# '52 Phantom & '95 Replica Values?



## hoss (Dec 16, 2011)

Hi Guys.. I've been lurking for a little while but now have something to post about.

I recently traded some work for a couple of Schwinn's...

The 1st is a 1952 (I think) Red Phantom.  The fenders and saddles look to be incorrect, but the paint is original.  Anything else look wrong at first glance?  It's also branded as a BF Goodrich.. does that affect the value in one way or the other?
The 2nd is supposed to be a 1995 Phantom Repop, but it just looks like a Cruiser Deluxe to me.  Whats with the rack on it?  How can I tell exactly what year and model it is?

Most of all.. what are these things worth as is?  I'd like to make the 1952 a lot more correct if possible.

Thanks.  Any info will be greatly appreciated!

I also have a 1951 Roadmaster Luxury Liner, a 1962 24" Schwinn Fleet in original paint and a 1949 Schwinn DX Women's for my girl.

### Excerpts from a point labeling dataset

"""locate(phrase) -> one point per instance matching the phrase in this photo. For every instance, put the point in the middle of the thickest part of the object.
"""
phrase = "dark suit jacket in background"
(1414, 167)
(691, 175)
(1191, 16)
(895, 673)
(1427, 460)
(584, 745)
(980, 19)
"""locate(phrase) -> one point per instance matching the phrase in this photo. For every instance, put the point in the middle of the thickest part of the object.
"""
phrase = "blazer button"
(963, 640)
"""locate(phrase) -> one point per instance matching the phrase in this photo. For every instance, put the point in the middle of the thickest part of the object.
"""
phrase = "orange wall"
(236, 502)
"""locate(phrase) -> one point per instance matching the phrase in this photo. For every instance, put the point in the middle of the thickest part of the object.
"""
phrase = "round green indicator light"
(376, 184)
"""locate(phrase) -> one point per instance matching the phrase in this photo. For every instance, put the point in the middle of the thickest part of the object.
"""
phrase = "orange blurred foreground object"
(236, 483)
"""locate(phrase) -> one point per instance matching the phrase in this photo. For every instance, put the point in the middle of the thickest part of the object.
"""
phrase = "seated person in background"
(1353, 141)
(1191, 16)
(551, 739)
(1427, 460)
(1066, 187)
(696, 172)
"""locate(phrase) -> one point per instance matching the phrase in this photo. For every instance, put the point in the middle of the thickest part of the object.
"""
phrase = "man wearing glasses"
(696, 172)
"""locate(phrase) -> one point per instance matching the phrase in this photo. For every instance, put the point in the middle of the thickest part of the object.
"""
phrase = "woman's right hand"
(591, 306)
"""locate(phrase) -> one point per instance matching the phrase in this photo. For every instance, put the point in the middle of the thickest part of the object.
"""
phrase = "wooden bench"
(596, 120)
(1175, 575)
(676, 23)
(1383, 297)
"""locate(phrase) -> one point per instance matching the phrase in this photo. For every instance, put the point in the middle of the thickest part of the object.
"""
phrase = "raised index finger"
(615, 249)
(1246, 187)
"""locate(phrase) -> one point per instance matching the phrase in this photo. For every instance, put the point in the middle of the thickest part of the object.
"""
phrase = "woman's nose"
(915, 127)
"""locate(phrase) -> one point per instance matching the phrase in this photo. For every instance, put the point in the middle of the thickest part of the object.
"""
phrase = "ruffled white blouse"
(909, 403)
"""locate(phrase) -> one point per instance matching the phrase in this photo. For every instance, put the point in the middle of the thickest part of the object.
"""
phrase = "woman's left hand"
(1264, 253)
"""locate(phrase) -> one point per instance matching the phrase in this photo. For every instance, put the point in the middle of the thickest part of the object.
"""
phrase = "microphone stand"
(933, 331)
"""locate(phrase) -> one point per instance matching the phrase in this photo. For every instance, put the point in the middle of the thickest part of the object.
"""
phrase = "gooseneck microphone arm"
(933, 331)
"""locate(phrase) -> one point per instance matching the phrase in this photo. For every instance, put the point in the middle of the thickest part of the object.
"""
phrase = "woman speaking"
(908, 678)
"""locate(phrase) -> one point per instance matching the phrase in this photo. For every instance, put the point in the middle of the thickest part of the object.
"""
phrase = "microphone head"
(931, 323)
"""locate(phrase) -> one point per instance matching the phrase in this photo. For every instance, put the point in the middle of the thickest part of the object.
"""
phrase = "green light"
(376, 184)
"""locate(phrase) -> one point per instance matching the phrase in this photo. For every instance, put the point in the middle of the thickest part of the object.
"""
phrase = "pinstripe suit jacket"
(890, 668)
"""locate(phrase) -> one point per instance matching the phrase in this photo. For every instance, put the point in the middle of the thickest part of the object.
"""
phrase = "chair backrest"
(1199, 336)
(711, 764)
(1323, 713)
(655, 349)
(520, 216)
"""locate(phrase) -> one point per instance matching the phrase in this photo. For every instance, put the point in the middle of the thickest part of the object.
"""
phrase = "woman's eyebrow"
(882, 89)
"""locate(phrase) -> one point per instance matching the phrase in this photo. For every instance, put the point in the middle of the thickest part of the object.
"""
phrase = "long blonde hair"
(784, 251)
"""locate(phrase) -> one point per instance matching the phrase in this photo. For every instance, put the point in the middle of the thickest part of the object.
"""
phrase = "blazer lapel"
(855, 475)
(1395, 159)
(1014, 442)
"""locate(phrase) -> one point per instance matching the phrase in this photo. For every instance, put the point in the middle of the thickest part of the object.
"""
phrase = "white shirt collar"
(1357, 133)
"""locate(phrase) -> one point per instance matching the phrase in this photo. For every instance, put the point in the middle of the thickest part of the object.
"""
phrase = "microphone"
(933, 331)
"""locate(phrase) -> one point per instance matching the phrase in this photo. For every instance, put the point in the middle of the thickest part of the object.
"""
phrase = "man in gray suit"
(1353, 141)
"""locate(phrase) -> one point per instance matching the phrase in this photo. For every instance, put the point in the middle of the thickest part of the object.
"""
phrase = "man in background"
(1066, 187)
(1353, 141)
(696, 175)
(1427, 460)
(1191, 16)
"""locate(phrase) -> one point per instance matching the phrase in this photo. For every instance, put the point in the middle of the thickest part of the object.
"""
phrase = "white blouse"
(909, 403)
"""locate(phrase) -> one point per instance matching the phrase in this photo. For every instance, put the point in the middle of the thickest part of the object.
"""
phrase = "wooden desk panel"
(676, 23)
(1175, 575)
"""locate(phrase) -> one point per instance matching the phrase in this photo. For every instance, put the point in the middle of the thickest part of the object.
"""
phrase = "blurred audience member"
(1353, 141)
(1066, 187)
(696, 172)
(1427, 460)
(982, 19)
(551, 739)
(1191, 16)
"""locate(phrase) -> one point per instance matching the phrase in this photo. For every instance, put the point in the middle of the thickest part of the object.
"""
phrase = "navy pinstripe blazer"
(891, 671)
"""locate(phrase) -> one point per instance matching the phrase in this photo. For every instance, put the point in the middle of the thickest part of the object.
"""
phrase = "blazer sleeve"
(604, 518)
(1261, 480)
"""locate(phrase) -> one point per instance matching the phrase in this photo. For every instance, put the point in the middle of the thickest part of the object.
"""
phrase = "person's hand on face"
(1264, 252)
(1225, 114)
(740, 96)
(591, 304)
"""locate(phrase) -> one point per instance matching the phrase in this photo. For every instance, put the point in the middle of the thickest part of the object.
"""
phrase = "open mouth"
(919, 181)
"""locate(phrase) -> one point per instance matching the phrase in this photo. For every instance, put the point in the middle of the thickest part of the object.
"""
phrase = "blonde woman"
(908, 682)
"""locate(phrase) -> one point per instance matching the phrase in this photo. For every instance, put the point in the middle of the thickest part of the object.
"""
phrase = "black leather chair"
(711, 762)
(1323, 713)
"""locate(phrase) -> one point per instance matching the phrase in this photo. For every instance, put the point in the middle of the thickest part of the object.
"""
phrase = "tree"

### Exercise task
Return the passage of the Schwinn Phantom thread from "The 1st is a" to "be greatly appreciated!", copied word for word.

### Output below
The 1st is a 1952 (I think) Red Phantom.  The fenders and saddles look to be incorrect, but the paint is original.  Anything else look wrong at first glance?  It's also branded as a BF Goodrich.. does that affect the value in one way or the other?
The 2nd is supposed to be a 1995 Phantom Repop, but it just looks like a Cruiser Deluxe to me.  Whats with the rack on it?  How can I tell exactly what year and model it is?

Most of all.. what are these things worth as is?  I'd like to make the 1952 a lot more correct if possible.

Thanks.  Any info will be greatly appreciated!